What the task asks>
Leave out the pictures and copy everything else in the entries exactly.

Dataset extract>
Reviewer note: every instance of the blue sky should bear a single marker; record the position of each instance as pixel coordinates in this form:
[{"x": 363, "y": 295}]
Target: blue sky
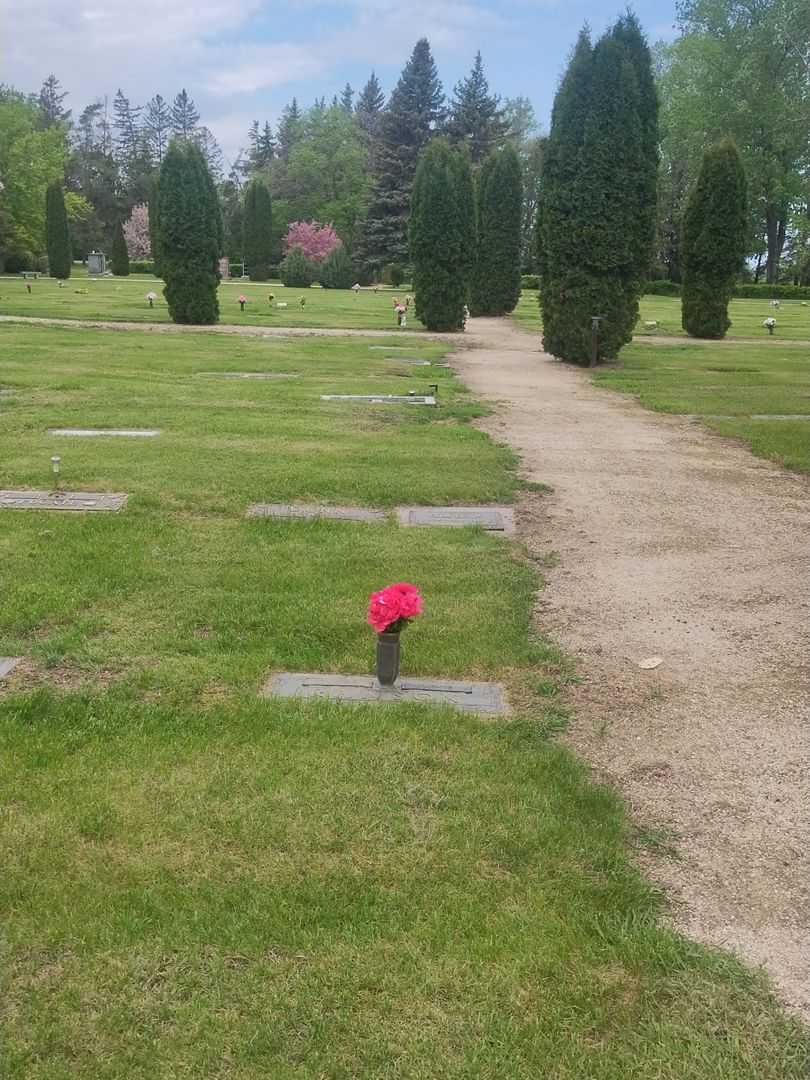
[{"x": 242, "y": 59}]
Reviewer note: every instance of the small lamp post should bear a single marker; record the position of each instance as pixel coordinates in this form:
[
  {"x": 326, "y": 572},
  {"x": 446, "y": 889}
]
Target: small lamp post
[{"x": 595, "y": 320}]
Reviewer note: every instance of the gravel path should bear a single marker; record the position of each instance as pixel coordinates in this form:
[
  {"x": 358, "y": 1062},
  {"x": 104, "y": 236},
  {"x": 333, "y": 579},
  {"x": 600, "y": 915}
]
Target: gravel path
[{"x": 675, "y": 543}]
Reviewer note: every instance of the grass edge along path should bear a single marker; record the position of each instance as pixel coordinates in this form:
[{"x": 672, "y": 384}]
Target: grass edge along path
[{"x": 198, "y": 881}]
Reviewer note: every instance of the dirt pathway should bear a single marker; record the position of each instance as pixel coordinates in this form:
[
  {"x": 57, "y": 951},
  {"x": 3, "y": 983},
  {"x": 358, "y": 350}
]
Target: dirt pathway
[{"x": 675, "y": 543}]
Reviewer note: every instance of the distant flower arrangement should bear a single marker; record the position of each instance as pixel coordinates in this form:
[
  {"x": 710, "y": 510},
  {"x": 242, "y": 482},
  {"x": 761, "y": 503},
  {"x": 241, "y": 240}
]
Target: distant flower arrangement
[{"x": 391, "y": 608}]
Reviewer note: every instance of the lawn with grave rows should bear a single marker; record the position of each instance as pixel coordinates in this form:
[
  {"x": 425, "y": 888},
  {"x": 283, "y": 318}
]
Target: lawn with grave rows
[
  {"x": 201, "y": 882},
  {"x": 124, "y": 299},
  {"x": 746, "y": 315}
]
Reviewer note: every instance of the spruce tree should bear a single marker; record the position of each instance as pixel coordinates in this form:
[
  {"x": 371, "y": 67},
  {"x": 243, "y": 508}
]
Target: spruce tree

Result of the exercise>
Reviewer note: every instance of the blue sky should bear a single marker; record the position of each instance as pixel coordinates in this form:
[{"x": 363, "y": 295}]
Target: blue sky
[{"x": 242, "y": 59}]
Reviewer note: every instance of the small lamp post should bear a single marker; record the position of each instance as pixel coordinates in this form:
[
  {"x": 326, "y": 572},
  {"x": 446, "y": 889}
]
Target: small lamp post
[{"x": 595, "y": 320}]
Reviewer note: every instance of the gravel path should bear a single marker; record the position of each instance as pixel coordinates in this form:
[
  {"x": 358, "y": 1062},
  {"x": 104, "y": 236},
  {"x": 333, "y": 579},
  {"x": 600, "y": 915}
]
Target: gravel path
[{"x": 675, "y": 543}]
Reviewer note: every instance of the grass edge along path should bear a single marker; record the position of each instance as pixel coordinates in this form:
[{"x": 672, "y": 384}]
Target: grass edge along path
[{"x": 198, "y": 881}]
Reviewer note: every instance of the dirt pathway should bear a single marker; record the position of each instance as pixel coordinates in this form:
[
  {"x": 57, "y": 951},
  {"x": 3, "y": 983},
  {"x": 358, "y": 350}
]
Target: dirt pathway
[{"x": 675, "y": 543}]
Reviewer note: every instance of the distant flower arrangement should bear a single marker; record the position of each instance as pixel coordinates in this form:
[
  {"x": 710, "y": 510},
  {"x": 242, "y": 482},
  {"x": 761, "y": 503},
  {"x": 241, "y": 240}
]
Target: distant flower arrangement
[{"x": 391, "y": 608}]
Reviewer note: every instance of the lawn with grave rows should bear a single marker; record the position of each instance as pixel coordinates in this form:
[
  {"x": 425, "y": 888},
  {"x": 283, "y": 318}
]
Target: lawn with grave rows
[
  {"x": 201, "y": 882},
  {"x": 124, "y": 299},
  {"x": 746, "y": 315}
]
Reviewer note: every instance of the spruce tree should bear a single marker; record the position of each instance as pixel coordinates in this form:
[
  {"x": 371, "y": 67},
  {"x": 243, "y": 508}
]
Target: spruce tree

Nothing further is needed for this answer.